** Provided records follows **

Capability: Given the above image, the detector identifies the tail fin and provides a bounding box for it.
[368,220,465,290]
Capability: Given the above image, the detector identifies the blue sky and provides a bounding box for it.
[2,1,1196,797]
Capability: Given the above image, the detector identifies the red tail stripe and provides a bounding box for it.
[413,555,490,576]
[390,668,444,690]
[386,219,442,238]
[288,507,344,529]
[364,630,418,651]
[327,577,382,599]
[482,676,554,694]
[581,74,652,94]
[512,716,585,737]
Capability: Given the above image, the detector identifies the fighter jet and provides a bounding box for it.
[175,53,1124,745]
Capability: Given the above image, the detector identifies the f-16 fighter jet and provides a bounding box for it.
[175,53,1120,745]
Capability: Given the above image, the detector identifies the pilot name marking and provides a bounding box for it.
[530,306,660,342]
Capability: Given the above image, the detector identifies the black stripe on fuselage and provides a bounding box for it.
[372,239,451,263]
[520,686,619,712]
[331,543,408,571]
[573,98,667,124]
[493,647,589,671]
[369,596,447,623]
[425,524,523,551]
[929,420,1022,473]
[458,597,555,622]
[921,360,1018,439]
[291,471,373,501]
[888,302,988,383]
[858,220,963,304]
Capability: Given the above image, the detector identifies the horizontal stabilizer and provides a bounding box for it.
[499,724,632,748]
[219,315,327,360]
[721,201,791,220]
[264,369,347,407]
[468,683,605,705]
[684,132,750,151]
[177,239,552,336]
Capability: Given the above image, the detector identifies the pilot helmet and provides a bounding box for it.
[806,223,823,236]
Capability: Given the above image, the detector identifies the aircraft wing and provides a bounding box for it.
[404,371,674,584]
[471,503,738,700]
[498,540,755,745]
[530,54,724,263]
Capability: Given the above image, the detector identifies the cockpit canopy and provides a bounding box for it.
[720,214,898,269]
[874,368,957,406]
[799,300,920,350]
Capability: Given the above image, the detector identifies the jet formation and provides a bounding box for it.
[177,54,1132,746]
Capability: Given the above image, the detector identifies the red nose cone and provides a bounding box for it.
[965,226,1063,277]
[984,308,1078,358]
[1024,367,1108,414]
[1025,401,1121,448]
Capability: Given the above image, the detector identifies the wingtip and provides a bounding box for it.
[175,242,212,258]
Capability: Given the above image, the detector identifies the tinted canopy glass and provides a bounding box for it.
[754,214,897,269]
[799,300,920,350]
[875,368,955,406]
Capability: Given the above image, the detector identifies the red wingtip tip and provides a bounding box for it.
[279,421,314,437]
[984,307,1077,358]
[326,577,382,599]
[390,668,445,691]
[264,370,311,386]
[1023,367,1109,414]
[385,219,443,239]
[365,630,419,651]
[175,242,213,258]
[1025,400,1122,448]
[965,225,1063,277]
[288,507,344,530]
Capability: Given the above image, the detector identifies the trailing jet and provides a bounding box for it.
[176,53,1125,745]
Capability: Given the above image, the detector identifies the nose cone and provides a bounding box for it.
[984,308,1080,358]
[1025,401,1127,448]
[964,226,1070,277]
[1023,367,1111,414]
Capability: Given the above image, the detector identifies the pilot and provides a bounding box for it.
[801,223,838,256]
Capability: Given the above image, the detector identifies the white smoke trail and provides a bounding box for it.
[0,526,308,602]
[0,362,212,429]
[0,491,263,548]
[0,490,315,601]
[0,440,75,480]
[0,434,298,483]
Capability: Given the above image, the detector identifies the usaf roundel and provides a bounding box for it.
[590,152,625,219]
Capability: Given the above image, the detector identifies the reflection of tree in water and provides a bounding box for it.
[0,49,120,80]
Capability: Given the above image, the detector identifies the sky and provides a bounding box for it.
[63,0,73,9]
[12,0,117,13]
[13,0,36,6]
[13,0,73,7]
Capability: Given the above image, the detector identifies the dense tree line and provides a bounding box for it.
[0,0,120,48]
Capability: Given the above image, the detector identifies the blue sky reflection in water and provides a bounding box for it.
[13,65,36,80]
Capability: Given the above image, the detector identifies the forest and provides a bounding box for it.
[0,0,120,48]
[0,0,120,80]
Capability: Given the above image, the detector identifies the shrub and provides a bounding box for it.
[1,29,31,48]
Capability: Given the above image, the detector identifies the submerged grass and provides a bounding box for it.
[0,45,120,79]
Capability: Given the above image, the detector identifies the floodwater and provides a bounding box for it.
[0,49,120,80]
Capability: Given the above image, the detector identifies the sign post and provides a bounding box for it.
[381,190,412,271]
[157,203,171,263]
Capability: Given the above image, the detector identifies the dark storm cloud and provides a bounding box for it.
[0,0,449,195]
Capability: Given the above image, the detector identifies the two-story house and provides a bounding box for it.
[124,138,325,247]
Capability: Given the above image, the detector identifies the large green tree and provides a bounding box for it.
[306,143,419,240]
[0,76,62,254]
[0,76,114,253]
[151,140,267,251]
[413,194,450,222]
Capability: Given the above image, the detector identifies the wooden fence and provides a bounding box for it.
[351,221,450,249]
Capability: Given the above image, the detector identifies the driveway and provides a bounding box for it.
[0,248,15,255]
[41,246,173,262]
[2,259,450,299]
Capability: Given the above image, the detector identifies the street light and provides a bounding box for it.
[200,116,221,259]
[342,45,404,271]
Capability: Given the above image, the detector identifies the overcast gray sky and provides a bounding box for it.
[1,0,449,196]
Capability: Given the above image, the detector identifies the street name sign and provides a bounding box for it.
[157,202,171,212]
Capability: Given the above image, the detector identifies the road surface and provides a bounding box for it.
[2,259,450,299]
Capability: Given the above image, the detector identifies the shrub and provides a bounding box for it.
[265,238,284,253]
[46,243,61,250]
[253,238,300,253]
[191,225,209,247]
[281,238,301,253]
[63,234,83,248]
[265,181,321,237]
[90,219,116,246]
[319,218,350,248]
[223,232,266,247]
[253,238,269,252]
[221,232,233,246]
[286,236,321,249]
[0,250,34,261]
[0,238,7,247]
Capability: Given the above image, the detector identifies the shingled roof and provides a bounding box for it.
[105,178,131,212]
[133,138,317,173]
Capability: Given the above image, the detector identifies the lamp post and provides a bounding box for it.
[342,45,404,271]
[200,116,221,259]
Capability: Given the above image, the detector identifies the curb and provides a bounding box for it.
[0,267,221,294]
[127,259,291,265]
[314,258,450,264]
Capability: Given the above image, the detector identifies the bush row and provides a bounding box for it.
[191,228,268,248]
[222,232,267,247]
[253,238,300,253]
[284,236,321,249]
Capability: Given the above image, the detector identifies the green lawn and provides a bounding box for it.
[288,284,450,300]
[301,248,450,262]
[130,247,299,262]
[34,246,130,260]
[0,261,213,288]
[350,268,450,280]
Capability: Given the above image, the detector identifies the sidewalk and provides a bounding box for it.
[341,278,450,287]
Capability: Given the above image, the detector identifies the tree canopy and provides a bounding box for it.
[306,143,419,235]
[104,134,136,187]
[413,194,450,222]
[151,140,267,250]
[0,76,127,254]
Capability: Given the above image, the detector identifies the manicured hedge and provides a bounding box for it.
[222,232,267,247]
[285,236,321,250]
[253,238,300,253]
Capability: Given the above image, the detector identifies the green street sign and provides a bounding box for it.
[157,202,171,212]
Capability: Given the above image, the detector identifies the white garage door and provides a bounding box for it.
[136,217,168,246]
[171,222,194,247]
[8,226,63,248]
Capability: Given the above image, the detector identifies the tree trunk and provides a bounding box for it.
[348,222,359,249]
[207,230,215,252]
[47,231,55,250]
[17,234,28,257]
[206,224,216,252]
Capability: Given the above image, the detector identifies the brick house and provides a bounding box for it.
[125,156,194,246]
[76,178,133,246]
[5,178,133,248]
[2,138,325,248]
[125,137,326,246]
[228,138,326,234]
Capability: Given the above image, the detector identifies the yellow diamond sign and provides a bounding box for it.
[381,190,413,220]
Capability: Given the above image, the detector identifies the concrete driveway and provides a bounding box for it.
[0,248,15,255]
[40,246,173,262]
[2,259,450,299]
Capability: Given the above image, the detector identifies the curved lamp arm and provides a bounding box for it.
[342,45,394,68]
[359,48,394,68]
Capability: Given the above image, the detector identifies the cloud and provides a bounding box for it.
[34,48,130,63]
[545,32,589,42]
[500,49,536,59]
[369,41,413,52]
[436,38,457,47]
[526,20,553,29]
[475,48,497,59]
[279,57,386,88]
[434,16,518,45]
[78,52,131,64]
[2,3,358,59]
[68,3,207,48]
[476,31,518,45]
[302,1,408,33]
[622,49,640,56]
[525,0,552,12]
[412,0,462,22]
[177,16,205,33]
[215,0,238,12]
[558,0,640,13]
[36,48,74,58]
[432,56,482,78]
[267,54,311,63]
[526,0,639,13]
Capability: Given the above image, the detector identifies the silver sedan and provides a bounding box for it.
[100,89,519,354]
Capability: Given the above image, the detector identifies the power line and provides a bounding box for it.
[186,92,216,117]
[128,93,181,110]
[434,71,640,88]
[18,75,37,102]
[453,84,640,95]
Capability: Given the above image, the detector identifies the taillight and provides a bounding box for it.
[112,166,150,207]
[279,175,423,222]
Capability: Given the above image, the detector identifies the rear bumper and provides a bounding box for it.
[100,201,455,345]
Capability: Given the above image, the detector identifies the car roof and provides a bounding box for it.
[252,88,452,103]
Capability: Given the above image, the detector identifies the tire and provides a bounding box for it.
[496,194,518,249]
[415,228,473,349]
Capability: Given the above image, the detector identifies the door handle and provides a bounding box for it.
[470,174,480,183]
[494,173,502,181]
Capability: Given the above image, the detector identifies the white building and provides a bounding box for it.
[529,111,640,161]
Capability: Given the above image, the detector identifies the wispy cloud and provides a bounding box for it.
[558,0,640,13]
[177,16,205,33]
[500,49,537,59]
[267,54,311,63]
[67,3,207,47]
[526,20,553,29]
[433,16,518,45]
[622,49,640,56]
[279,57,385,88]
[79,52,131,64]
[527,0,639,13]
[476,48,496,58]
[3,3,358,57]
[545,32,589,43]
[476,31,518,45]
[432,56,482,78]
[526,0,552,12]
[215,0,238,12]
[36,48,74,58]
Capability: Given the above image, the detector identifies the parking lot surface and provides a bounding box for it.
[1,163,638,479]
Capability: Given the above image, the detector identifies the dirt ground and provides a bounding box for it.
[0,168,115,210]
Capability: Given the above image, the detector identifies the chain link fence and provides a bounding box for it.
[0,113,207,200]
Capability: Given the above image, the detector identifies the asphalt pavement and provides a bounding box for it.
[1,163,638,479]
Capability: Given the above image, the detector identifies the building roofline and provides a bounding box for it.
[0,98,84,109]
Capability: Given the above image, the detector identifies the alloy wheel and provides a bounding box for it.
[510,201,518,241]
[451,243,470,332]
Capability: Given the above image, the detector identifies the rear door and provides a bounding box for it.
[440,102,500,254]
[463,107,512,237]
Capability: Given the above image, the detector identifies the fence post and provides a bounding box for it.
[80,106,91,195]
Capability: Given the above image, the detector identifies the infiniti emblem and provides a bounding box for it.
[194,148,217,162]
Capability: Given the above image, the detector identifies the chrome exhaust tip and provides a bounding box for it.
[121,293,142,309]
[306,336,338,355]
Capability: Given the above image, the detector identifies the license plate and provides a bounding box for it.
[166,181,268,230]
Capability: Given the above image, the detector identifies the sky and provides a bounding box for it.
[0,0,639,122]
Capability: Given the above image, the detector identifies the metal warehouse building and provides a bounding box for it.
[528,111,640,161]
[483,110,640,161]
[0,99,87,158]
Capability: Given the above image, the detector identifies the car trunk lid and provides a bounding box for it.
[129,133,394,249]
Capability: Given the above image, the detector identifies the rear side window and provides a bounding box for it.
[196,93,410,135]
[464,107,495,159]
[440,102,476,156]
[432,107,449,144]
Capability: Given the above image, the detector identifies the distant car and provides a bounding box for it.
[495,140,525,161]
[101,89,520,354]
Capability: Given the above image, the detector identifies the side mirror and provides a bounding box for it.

** End of Provided records **

• [Problem requirements]
Lines from the one containing "plate and provides a bounding box for it." through the last line of the records, restated word for word: that is the whole response.

• [Response]
Capability: Given the above image, the detector identifies the license plate and provides a bounding box for it.
[166,181,268,230]
Capability: Given the above image, the detector identifies the sky and provides a bounding box for it.
[0,0,639,122]
Capability: Given the above image, the detector identifies the metal warehouse building and provides a bounding box for it.
[528,111,640,161]
[483,110,640,161]
[0,99,87,158]
Capability: Given the above image, the detector identifies the car trunk lid and provides a bounding box for it.
[129,133,394,249]
Capability: Given the above image, the detector identifies the rear side window and provides a bounding box for it.
[196,93,410,135]
[464,107,495,159]
[440,102,476,156]
[432,107,449,144]
Capability: Given the above image, the detector identifies the distant car and provides a bounding box for it.
[495,140,525,161]
[101,89,520,354]
Capability: Given the above image, the detector identifies the side mirror and provides a bounding box for it.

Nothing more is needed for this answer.